-- BEGIN EXCERPTED DATA --
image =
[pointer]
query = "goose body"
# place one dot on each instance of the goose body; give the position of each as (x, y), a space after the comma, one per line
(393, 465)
-- END EXCERPTED DATA --
▸ **BRIEF**
Render the lines above as a two-column CSV with the header columns "input" and "output", one row per line holding its text and its answer. Put each value in a single quoted field, with any line breaks replaced by spaces.

▸ **PROBLEM SOLUTION**
input,output
"image = [pointer] query = ""goose body"" # place one dot on each instance of the goose body; give the position of each as (x, y), a space after the comma, one per line","(393, 465)"